● DOCUMENT
————————
This is an automated email from the ASF dual-hosted git repository.
wenchen pushed a commit to branch master
in repository https://gitbox.apache.org/repos/asf/spark.git
The following commit(s) were added to refs/heads/master by this push:
new 8acce888596 [SPARK-37681][SQL] Support ANSI Aggregate Function:
regr_sxy
8acce888596 is described below
commit 8acce8885964fcb5b23046bdac8a882d723f35cc
Author: Jiaan Geng <[email protected]>
AuthorDate: Wed Apr 20 21:58:10 2022 +0800
[SPARK-37681][SQL] Support ANSI Aggregate Function: regr_sxy
### What changes were proposed in this pull request?
This PR used to support ANSI aggregate Function: `regr_sxy`
The mainstream database supports `regr_sxy` show below:
**Teradata**
https://docs.teradata.com/r/kmuOwjp1zEYg98JsB8fu_A/MXr3jFyWutZ9J4fhlXv_fQ
**Snowflake**
https://docs.snowflake.com/en/sql-reference/functions/regr_sxy.html
**Oracle**
https://docs.oracle.com/en/database/oracle/oracle-database/19/sqlrf/REGR_-Linear-Regression-Functions.html#GUID-A675B68F-2A88-4843-BE2C-FCDE9C65F9A9
**DB2**
https://www.ibm.com/docs/en/db2/11.5?topic=af-regression-functions-regr-avgx-regr-avgy-regr-count
**H2**
http://www.h2database.com/html/functions-aggregate.html#regr_sxy
**Postgresql**
https://www.postgresql.org/docs/8.4/functions-aggregate.html
**Sybase**
https://infocenter.sybase.com/help/index.jsp?topic=/com.sybase.help.sqlanywhere.12.0.0/dbreference/regr-sxy-function.html
**Exasol**
https://docs.exasol.com/sql_references/functions/alphabeticallistfunctions/regr_function.htm
### Why are the changes needed?
————————
● MATERIAL SUPPLIED
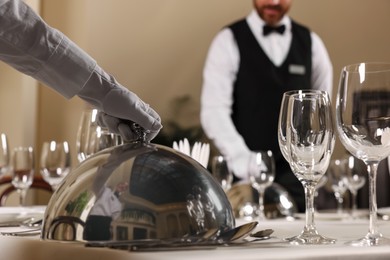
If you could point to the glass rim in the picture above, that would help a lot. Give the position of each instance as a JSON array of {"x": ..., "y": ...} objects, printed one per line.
[
  {"x": 303, "y": 91},
  {"x": 367, "y": 67}
]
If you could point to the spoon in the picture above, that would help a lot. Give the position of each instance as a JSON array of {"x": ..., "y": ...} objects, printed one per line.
[{"x": 236, "y": 233}]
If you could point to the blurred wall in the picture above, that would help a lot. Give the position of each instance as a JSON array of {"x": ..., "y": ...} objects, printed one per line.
[{"x": 157, "y": 48}]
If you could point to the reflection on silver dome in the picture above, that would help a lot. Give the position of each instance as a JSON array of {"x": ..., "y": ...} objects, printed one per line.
[{"x": 136, "y": 191}]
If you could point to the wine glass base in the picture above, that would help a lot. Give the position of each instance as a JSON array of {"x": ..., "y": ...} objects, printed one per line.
[
  {"x": 310, "y": 238},
  {"x": 370, "y": 240}
]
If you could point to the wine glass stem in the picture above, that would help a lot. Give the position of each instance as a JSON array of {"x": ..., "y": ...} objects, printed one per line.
[
  {"x": 354, "y": 203},
  {"x": 309, "y": 197},
  {"x": 372, "y": 168},
  {"x": 22, "y": 196},
  {"x": 261, "y": 204}
]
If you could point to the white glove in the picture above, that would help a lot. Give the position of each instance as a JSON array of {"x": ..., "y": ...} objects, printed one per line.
[
  {"x": 119, "y": 107},
  {"x": 239, "y": 164}
]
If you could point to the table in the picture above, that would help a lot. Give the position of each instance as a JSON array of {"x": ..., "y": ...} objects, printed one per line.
[{"x": 18, "y": 248}]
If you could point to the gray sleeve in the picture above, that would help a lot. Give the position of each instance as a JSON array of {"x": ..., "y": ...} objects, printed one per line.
[{"x": 29, "y": 45}]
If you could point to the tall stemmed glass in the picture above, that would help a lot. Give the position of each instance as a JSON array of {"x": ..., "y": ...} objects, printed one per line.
[
  {"x": 55, "y": 162},
  {"x": 221, "y": 172},
  {"x": 355, "y": 180},
  {"x": 91, "y": 138},
  {"x": 282, "y": 122},
  {"x": 363, "y": 124},
  {"x": 22, "y": 171},
  {"x": 4, "y": 154},
  {"x": 261, "y": 174},
  {"x": 310, "y": 143},
  {"x": 338, "y": 180}
]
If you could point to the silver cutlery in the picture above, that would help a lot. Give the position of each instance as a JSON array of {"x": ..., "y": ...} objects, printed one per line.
[
  {"x": 210, "y": 239},
  {"x": 30, "y": 232}
]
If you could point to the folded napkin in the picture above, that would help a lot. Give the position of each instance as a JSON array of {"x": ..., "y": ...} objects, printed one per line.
[{"x": 200, "y": 151}]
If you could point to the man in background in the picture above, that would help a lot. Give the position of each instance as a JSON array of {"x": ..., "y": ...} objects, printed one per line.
[{"x": 250, "y": 64}]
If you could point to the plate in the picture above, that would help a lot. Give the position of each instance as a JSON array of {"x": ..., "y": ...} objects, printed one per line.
————————
● DIRECTION A
According to the regr_sxy commit email, who wrote the commit?
● DIRECTION B
Name every database that the regr_sxy commit email lists as supporting `regr_sxy`.
● DIRECTION C
Pick up the regr_sxy commit email right after its final heading and keep writing.
You won't need the records for any of this.

● EXERCISE RESULT A
Jiaan Geng

● EXERCISE RESULT B
Teradata, Snowflake, Oracle, DB2, H2, Postgresql, Sybase, Exasol

● EXERCISE RESULT C
`regr_sxy` is very useful.
### Does this PR introduce _any_ user-facing change?
'Yes'. New feature.
### How was this patch tested?
New tests.
Closes #34964 from beliefer/SPARK-37681.
Authored-by: Jiaan Geng <[email protected]>
Signed-off-by: Wenchen Fan <[email protected]>
---
.../sql/catalyst/analysis/FunctionRegistry.scala | 1 +
.../expressions/aggregate/linearRegression.scala | 29 ++++++++++++++++--
.../sql-functions/sql-expression-schema.md | 3 +-
.../test/resources/sql-tests/inputs/group-by.sql | 6 ++++
.../inputs/postgreSQL/aggregates_part1.sql | 2 +-
.../inputs/udf/postgreSQL/udf-aggregates_part1.sql | 2 +-
.../resources/sql-tests/results/group-by.sql.out | 35 +++++++++++++++++++++-
.../results/postgreSQL/aggregates_part1.sql.out | 10 ++++++-
.../udf/postgreSQL/udf-aggregates_part1.sql.out | 10 ++++++-
9 files changed, 90 insertions(+), 8 deletions(-)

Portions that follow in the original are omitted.